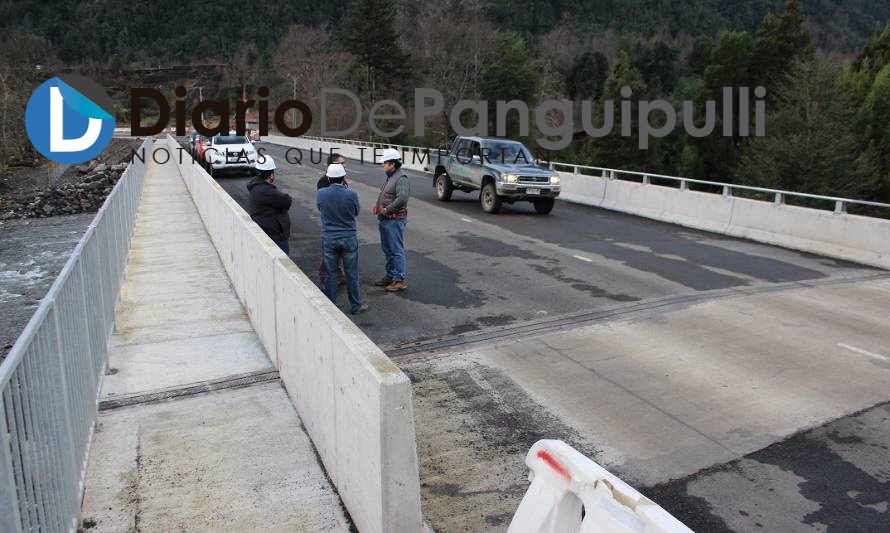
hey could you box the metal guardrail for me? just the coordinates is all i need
[548,162,890,215]
[292,136,890,216]
[0,137,152,533]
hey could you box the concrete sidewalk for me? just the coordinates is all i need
[80,149,349,532]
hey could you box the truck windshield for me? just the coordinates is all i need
[214,135,249,145]
[483,142,534,165]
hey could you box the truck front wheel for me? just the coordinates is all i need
[533,198,555,214]
[435,172,454,201]
[480,182,502,213]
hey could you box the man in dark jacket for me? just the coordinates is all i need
[247,155,292,254]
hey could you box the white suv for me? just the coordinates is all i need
[204,134,257,177]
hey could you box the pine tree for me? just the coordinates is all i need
[565,51,609,100]
[480,31,539,139]
[749,0,813,95]
[342,0,409,101]
[736,58,880,200]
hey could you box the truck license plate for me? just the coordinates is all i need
[527,188,541,195]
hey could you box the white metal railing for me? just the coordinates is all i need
[287,136,890,216]
[548,162,890,215]
[0,137,152,533]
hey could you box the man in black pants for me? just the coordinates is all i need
[247,155,292,254]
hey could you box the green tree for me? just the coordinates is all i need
[689,31,756,180]
[736,58,880,199]
[854,22,890,79]
[480,31,539,139]
[584,50,652,170]
[628,40,679,96]
[686,35,714,76]
[565,51,609,100]
[340,0,409,101]
[749,0,813,96]
[861,64,890,202]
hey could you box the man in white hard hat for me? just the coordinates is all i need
[317,163,367,314]
[372,148,410,292]
[317,153,349,286]
[247,155,293,254]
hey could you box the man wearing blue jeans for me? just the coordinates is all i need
[317,163,367,314]
[373,148,410,292]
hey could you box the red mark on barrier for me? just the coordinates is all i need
[537,450,571,480]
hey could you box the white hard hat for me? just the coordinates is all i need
[255,155,276,172]
[326,163,346,178]
[380,148,402,163]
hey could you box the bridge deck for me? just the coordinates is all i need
[79,147,349,532]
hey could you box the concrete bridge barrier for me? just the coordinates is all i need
[169,137,423,533]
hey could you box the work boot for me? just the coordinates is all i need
[374,277,393,287]
[385,280,407,292]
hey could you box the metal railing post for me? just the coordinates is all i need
[774,193,784,205]
[0,397,23,533]
[835,200,846,214]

▸ **Problem description**
Without including any pictures, copy every line above exactly.

▸ **Answer space**
hey could you box the metal guardrail for me? just the coordinates is all i need
[548,162,890,215]
[292,136,890,216]
[0,137,152,533]
hey could you box the concrete sidewalk for me? just the coordinates is all i need
[80,149,349,532]
hey could you box the truck windshield for me? just the coordinates is all i need
[214,135,249,145]
[483,142,534,165]
hey could you box the truck front wheel for me? just the coordinates is all i need
[533,198,555,214]
[435,172,454,201]
[480,182,502,213]
hey could you box the man in dark jacket for me? just the coordinates is all i need
[247,155,292,254]
hey could you box the white suv for me? just the coordinates is all i need
[204,134,257,177]
hey could you box the pine tree for me? just the coordinates is all i need
[565,51,609,100]
[480,31,539,139]
[749,0,813,95]
[342,0,409,101]
[736,58,880,200]
hey could you box the truck license plate for me? just the coordinates is all i need
[527,188,541,195]
hey could you box the white metal railing for me? just the coordinates is all i need
[287,136,890,216]
[548,162,890,215]
[0,137,152,533]
hey could you box the man in black pants for me? just the coordinates is all i need
[247,155,292,254]
hey could you box the green tree for me? just the coordinates is all i need
[689,31,756,180]
[736,58,880,199]
[854,22,890,79]
[480,31,539,139]
[584,50,652,170]
[628,40,679,96]
[686,35,714,76]
[565,51,609,100]
[340,0,409,101]
[749,0,813,96]
[861,64,890,202]
hey could you box the man in white hard hat for me? just the coordinates is all i need
[317,163,367,314]
[372,148,410,292]
[317,153,349,286]
[247,155,293,254]
hey could you box the man wearing blue jeans for me? just the coordinates is all i need
[317,163,367,314]
[373,148,410,292]
hey could you box the red mark on barrier for me? just the coordinates is all i need
[537,450,571,480]
hey could you box the white hard hat for me? just the coordinates is all i need
[255,155,276,172]
[326,163,346,178]
[380,148,402,163]
hey could you box the bridge deck for me? just the coordinates is all i need
[79,147,349,532]
hey could you box the concrete bridge barrier for me? just the coordinates is all i need
[169,137,423,533]
hey could you box the work boot for me? just the coordinates is all i need
[374,277,393,287]
[385,280,407,292]
hey could you box the metal railing post for me? just the coordinates is all i need
[774,193,784,205]
[0,397,23,533]
[835,200,846,214]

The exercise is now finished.